> _EXCERTO FORNECIDO_:
----------
Ainda cá devemos andar. Tenho defendido que é uma questão de ajuste. De mudarmos prioridades e recentrarmos a nossa vida em coisas realmente importantes. Tivemo-nos demasiado tempo confiscados pelo acessório. Construímos – em grande medida porque fomos levados a isso por um Estado gastador, e um sistema financeiro voraz, irresponsável e imoral – a ilusão de que todos podíamos ter tudo. Os bons carros e os seus extras, as casas próprias e os acabamentos de luxo. Cinquenta anos pré-aprovados.

Somos da época dos cheques que chegavam a casa, dos créditos por telefone. Somos da era dos cartões de crédito: do azul, do prateado e do dourado. Do pagamento a 6, 12 e 24 meses. E por isso acabámos por ser do tempo dos malparados, das famílias endividadas e dos dramas que, esses sim, poderiam ter sido evitados.

Podemos não ter culpa do desemprego, da emigração e do país falido – e se calhar até temos, porque isto é nosso para o bem e para o mal – mas somos os principais responsáveis pelas nossas vidas e o que fazemos com elas. Talvez nos devêssemos ter interessado mais, participado mais, feito mais. Mas talvez isso canse e talvez seja melhor insultar o cronista na caixa de comentários.
----------
> _LISTAGEM DE DADOS_:
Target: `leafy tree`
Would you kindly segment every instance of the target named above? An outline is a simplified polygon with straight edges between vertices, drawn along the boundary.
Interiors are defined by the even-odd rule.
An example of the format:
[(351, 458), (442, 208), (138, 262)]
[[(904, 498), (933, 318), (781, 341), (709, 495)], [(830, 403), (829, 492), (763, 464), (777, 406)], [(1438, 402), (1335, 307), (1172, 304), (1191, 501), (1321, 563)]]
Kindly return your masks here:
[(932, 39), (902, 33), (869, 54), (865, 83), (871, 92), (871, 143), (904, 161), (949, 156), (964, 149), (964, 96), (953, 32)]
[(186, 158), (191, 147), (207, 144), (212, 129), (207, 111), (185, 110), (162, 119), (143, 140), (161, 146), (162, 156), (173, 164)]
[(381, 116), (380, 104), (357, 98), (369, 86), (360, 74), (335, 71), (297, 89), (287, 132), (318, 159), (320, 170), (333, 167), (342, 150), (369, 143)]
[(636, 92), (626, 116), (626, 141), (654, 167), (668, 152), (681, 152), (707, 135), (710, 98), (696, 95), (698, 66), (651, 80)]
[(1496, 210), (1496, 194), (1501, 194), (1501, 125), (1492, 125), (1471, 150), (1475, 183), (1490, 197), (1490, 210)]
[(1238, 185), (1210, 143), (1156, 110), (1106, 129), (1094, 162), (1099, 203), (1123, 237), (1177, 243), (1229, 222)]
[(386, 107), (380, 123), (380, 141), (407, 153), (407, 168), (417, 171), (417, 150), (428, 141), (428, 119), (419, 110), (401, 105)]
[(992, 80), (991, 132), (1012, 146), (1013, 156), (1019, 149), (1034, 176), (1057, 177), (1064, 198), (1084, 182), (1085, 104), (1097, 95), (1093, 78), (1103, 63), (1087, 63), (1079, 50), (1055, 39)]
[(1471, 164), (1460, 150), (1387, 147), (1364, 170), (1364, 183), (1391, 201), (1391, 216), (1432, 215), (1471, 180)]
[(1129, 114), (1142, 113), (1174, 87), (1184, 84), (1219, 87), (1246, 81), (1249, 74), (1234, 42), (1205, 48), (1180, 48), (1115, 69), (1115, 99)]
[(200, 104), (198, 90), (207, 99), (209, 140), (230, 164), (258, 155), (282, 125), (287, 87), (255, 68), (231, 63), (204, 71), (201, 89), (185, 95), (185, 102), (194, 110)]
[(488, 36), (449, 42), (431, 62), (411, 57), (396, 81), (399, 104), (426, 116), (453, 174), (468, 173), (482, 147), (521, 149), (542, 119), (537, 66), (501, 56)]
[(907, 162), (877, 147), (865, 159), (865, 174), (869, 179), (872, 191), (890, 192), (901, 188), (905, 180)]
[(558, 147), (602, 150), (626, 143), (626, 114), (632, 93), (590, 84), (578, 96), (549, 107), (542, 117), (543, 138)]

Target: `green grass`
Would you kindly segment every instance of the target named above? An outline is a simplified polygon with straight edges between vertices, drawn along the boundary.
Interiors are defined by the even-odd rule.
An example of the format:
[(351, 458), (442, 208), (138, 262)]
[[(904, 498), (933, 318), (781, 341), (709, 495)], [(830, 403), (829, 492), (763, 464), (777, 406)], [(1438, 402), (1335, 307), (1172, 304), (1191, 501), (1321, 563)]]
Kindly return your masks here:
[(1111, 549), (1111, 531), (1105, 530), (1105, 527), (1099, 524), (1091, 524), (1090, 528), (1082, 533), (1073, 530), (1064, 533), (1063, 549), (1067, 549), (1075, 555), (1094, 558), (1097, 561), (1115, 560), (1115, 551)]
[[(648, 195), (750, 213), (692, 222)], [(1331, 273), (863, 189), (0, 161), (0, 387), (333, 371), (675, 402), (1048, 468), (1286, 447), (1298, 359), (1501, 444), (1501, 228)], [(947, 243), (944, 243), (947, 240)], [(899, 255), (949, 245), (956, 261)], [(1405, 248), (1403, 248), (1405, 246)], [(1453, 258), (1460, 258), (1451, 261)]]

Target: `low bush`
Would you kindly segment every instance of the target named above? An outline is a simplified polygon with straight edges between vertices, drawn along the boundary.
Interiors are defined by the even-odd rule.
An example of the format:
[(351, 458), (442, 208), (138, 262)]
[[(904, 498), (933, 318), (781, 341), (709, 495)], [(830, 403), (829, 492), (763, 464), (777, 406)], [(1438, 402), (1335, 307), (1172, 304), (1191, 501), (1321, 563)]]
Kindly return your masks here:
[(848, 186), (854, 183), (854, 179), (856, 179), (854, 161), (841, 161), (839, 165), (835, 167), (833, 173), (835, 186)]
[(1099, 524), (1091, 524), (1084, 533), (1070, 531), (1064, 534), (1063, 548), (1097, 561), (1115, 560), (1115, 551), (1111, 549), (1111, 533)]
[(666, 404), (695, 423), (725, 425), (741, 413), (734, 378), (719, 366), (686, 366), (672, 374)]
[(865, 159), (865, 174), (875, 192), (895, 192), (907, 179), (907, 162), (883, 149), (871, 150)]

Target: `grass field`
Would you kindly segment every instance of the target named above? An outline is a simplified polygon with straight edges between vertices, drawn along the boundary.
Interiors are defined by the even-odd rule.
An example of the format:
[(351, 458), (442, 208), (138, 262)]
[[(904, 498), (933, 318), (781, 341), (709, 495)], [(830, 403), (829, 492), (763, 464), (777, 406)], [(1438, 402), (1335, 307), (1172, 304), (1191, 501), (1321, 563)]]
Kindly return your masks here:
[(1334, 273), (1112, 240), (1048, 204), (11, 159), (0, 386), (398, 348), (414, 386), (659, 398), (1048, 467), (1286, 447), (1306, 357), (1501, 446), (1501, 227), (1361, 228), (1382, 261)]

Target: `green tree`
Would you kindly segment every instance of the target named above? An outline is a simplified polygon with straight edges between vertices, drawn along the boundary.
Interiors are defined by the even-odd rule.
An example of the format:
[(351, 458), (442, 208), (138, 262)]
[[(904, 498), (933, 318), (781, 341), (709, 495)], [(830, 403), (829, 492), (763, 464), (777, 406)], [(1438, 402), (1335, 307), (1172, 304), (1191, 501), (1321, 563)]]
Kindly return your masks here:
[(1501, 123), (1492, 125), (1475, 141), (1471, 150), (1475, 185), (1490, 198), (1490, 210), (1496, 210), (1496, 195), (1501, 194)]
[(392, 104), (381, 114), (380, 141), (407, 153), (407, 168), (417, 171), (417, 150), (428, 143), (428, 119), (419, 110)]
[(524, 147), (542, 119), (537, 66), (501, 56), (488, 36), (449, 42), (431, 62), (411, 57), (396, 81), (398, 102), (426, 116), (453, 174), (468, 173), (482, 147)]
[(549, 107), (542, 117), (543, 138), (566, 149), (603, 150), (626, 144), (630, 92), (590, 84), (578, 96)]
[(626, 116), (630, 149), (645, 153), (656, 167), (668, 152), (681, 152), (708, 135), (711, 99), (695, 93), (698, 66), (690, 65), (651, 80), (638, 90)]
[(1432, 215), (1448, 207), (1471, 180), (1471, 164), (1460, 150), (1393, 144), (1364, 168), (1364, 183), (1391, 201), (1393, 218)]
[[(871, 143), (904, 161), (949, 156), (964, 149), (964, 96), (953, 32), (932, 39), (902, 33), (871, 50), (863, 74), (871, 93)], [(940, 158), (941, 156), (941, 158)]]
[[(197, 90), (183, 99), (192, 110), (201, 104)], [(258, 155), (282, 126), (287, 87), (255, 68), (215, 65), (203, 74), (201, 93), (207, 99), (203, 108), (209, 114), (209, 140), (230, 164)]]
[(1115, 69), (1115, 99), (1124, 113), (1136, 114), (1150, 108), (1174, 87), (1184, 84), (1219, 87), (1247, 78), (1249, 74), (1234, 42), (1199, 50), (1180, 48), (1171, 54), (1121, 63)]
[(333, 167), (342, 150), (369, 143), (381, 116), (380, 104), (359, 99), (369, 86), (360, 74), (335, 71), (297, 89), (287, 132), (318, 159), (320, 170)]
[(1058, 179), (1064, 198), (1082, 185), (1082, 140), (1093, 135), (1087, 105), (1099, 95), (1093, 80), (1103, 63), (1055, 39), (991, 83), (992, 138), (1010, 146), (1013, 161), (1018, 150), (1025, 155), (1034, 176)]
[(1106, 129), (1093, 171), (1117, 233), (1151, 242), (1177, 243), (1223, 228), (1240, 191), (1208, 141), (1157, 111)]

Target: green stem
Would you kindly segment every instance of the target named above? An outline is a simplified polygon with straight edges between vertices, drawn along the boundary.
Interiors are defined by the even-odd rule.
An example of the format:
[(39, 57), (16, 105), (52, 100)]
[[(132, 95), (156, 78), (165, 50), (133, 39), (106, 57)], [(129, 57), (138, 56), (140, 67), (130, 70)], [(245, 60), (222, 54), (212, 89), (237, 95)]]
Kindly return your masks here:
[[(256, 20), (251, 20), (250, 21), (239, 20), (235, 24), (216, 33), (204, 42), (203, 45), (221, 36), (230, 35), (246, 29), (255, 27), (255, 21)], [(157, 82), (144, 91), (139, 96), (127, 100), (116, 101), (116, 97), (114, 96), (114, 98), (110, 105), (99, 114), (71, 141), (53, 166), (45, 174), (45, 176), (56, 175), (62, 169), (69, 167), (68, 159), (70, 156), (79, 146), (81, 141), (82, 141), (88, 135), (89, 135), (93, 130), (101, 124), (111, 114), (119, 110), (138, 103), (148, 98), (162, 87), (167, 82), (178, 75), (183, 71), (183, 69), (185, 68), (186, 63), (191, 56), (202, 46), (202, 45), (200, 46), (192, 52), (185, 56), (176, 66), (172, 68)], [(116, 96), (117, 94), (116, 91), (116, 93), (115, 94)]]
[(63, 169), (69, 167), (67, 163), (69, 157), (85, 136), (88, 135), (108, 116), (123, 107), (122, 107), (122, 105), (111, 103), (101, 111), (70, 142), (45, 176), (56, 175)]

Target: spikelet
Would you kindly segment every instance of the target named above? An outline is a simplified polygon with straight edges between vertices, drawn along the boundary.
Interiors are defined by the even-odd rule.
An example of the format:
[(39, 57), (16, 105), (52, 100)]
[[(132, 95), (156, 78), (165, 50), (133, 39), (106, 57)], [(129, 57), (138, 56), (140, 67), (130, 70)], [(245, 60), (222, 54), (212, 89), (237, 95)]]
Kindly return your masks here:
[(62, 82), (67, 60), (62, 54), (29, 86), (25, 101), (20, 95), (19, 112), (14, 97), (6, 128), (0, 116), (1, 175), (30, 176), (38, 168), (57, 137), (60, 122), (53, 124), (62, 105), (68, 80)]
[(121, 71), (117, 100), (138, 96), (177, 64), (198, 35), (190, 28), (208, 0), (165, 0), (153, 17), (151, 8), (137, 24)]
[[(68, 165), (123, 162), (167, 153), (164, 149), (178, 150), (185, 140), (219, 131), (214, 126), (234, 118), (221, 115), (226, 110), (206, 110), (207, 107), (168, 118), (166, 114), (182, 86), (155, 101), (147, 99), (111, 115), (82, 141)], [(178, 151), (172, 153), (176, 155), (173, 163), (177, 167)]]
----------
> _ORDEM DE TRABALHO_: Copie, por favor, o trecho do excerto fornecido desde "Ainda cá devemos" até "Cinquenta anos pré-aprovados.", inclusive.

> _SOLUÇÃO DO PROBLEMA_:
Ainda cá devemos andar. Tenho defendido que é uma questão de ajuste. De mudarmos prioridades e recentrarmos a nossa vida em coisas realmente importantes. Tivemo-nos demasiado tempo confiscados pelo acessório. Construímos – em grande medida porque fomos levados a isso por um Estado gastador, e um sistema financeiro voraz, irresponsável e imoral – a ilusão de que todos podíamos ter tudo. Os bons carros e os seus extras, as casas próprias e os acabamentos de luxo. Cinquenta anos pré-aprovados.